**Problem description:**
Print every one of the records below word for word, keeping each line unchanged.

START

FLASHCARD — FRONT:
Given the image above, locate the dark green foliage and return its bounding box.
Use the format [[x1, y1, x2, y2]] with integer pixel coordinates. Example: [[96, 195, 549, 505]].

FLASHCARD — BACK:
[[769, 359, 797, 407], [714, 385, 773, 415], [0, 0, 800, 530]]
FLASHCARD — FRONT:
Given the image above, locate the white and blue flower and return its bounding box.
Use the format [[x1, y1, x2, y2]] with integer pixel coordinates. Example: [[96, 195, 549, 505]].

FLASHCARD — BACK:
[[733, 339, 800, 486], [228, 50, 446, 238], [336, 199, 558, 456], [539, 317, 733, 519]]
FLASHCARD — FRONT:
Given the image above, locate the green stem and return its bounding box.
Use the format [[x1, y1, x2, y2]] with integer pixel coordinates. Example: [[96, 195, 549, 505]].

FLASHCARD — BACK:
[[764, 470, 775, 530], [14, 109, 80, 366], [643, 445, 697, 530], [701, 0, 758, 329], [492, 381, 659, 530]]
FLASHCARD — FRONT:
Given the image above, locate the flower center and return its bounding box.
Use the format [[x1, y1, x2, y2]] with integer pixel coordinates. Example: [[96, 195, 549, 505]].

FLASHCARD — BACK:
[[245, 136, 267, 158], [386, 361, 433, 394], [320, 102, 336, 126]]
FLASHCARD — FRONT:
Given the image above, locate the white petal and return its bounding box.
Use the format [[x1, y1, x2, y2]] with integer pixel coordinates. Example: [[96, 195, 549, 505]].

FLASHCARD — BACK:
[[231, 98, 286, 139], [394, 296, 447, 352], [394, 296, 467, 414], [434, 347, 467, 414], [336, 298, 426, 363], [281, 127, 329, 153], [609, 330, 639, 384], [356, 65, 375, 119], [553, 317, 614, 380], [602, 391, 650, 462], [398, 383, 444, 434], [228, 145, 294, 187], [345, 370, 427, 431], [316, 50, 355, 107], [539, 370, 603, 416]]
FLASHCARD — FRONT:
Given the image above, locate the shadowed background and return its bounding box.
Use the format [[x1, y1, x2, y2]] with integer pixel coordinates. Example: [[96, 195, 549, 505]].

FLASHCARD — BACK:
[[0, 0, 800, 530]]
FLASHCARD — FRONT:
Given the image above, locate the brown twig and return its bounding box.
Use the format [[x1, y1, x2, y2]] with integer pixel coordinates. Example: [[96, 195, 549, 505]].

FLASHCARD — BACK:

END

**In response:**
FLASHCARD — FRONT:
Given the image above, locate the dark green foliage and return its bounding box.
Use the format [[x1, y1, x2, y2]] with integer pixel coordinates. Example: [[96, 195, 549, 505]].

FLASHCARD — BACK:
[[769, 359, 797, 407], [714, 385, 773, 415], [0, 0, 800, 530]]
FLASHCARD — FRONT:
Given the image above, locate the white and blue flower and return its bounding box.
Use the format [[x1, y1, x2, y2]] with integer pixel coordinates. Example: [[96, 195, 549, 505]].

FLASHCARD — BACK:
[[733, 339, 800, 486], [228, 50, 446, 238], [336, 199, 558, 456], [539, 317, 733, 519]]
FLASHCARD — FRONT:
Given the image above, locate the green stem and return its bounding box.
Use the format [[x1, y1, x2, y2]] with integer pixel coordinates. Example: [[96, 195, 549, 505]].

FLASHCARD — BACK:
[[764, 470, 775, 530], [14, 109, 80, 366], [643, 445, 697, 530], [701, 0, 758, 329], [492, 381, 659, 530]]
FLASHCARD — FRONT:
Given the image above, locate the flower center and return its bounding box.
Use the format [[x1, y1, x2, y2]] with integer pixel coordinates. Example: [[96, 195, 549, 505]].

FLASHCARD — BACK:
[[245, 136, 267, 158], [386, 361, 433, 394], [320, 102, 336, 126]]
FLASHCARD — FRONT:
Given the image above, locate the white petal and return its bounding box.
Use the format [[x1, y1, x2, y2]] with integer pixel coordinates. Example: [[96, 195, 549, 505]].

FLASHCARD — BACK:
[[231, 98, 286, 139], [394, 296, 447, 352], [394, 296, 467, 414], [434, 347, 467, 414], [336, 298, 426, 363], [281, 127, 329, 153], [609, 330, 639, 384], [356, 65, 375, 119], [553, 317, 614, 380], [602, 391, 650, 462], [398, 383, 444, 434], [228, 145, 294, 187], [345, 370, 427, 431], [316, 50, 355, 107], [539, 370, 603, 416]]
FLASHCARD — FRONT:
Given the image above, locate the shadowed background and return its bounding box.
Use the format [[x1, y1, x2, y2]] with integer pixel coordinates. Example: [[96, 195, 549, 505]].

FLASHCARD — BACK:
[[0, 0, 800, 530]]
FLASHCARD — FRONT:
Given the image above, locate the brown twig and return its bounding box.
Use the format [[x1, y1, x2, y2]] with integer pixel coordinates. Example: [[96, 195, 549, 505]].

FLASHCARD — BACK:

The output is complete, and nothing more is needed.